**Exercise materials:**
============================================================

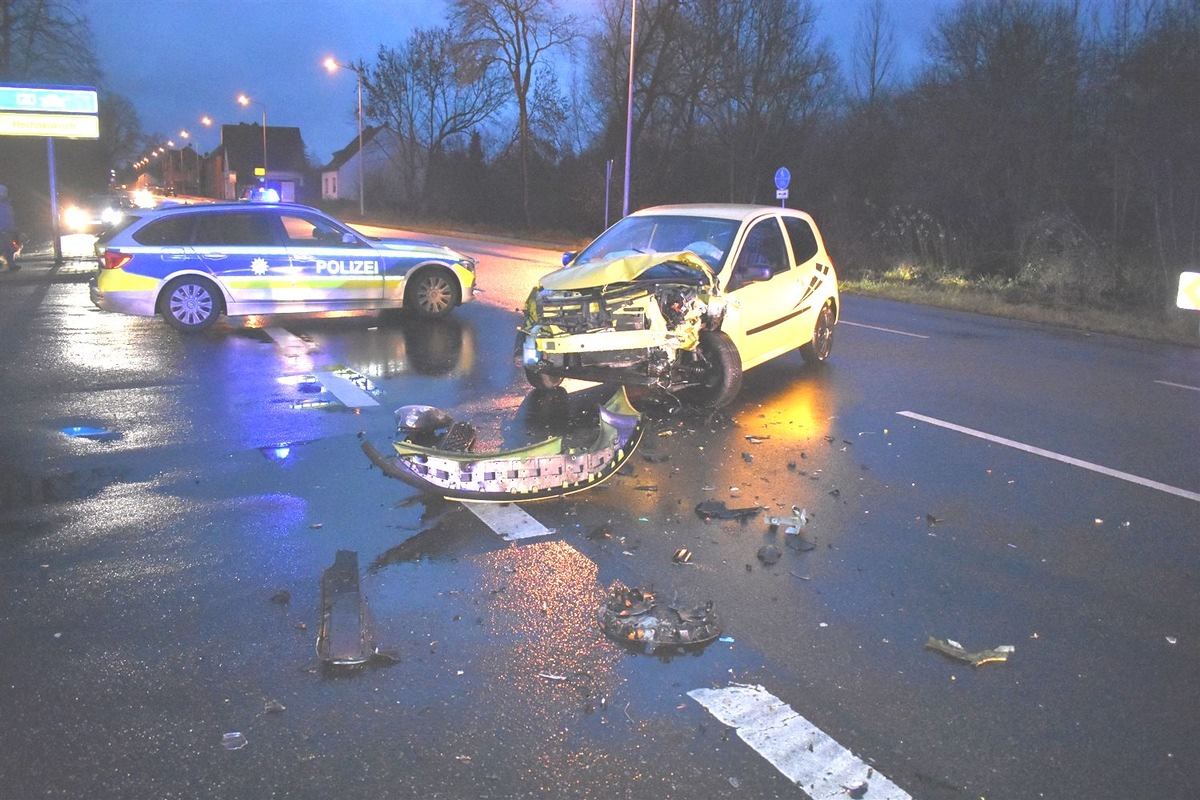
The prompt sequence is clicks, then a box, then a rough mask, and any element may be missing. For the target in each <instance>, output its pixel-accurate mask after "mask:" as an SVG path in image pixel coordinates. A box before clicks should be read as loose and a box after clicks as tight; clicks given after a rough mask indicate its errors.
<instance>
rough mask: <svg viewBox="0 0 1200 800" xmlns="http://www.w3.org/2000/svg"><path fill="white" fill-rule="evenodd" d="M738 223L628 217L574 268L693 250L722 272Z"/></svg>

============================================================

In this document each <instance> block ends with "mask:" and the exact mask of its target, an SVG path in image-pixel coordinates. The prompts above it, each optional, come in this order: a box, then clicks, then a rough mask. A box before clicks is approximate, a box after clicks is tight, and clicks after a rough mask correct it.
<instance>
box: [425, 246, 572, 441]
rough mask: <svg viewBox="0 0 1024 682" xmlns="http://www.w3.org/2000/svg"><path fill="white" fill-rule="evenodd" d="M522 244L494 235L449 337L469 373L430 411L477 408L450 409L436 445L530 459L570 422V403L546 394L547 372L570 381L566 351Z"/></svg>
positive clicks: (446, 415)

============================================================

Rewrite the lines from the one holding "The prompt sequence" through the one holding "223L628 217L574 268L693", inclusive, switching "rough mask" to "coarse mask" and leaving everything else unchanged.

**Worked solution:**
The prompt sequence is clicks, then a box, then a coarse mask, and any element may be missing. For the target in each <instance>, output its pixel-accurate mask after "mask:" as an SVG path in image pixel coordinates. A box before clicks should be read as loose and a box after clicks as tight; clicks given after a coarse mask indicate its errors.
<instance>
coarse mask: <svg viewBox="0 0 1200 800" xmlns="http://www.w3.org/2000/svg"><path fill="white" fill-rule="evenodd" d="M738 223L628 217L574 268L693 250L722 272Z"/></svg>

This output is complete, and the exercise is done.